## Source text
↓↓↓

He also said Prime Minister Tony Blair was "broadly right" to talk about "an arc of extremism" stretching across the Middle East, adding it was a "great challenge of our times and one we are ready to face".
On the Middle East, Mr Cameron said Israel had the right to defend itself, but said "elements" of its recent actions had not been "proportionate".
He backed "a robust" international force to deliver security.
"Our recognition of the need to bolster democracies abroad does not mean that we endorse disproportionate or ill-conceived actions, or that we will adopt a one-sided view.
"Of course we recognise the right of Israel to defend itself against attack.
"But, as William Hague rightly pointed out, the measures taken to achieve that defence ought, in the interests of Israel and of the long term peace of the region, always to be proportionate."

↑↑↑

## Work to do
(a) Please list every person named in the passage on Mr Cameron's Middle East remarks.
(b) Resume the passage on Mr Cameron's Middle East remarks, picking up after its final sentence.

## Given records

↓↓↓

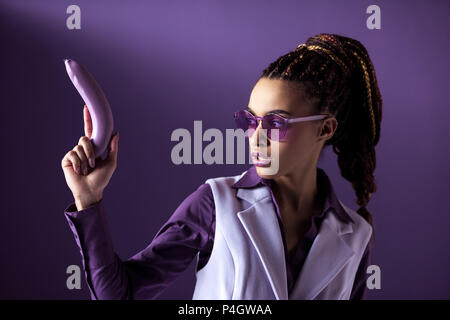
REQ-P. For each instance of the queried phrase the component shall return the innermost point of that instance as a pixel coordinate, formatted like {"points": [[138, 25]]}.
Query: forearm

↑↑↑
↓↓↓

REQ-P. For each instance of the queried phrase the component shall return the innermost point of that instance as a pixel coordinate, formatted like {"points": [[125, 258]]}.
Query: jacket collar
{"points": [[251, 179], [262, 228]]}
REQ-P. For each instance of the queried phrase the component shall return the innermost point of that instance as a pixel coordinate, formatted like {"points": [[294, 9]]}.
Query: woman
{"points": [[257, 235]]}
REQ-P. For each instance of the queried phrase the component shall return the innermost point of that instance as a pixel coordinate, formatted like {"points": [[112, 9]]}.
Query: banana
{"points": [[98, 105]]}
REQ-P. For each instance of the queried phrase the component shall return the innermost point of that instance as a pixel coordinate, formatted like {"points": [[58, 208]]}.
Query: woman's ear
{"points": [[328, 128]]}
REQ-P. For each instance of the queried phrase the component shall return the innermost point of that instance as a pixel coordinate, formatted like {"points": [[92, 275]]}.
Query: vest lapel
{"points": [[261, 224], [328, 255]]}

↑↑↑

## Results of the exercise
(a) Tony Blair, Mr Cameron, William Hague

(b)
Earlier this month Mr Hague was attacked by Lord Kalms, a leading Conservative donor and prominent member of Britain's Jewish community, who described his words as "downright dangerous" and accused Mr Hague of behaving like an "ignorant armchair critic".
Mr Cameron, who was flanked by members of his shadow cabinet, hit back at criticism of his attempts to modernise the Conservative Party, saying he would be announcing further changes on Monday.
The so-called "A-list" of preferred candidates has been criticised for failing to increase the number of women and ethnic minority candidates being selected for winnable seats.
In a separate development, Mr Cameron is to spend four days later this month in India, visiting factories and call centres in Mumbai and elsewhere.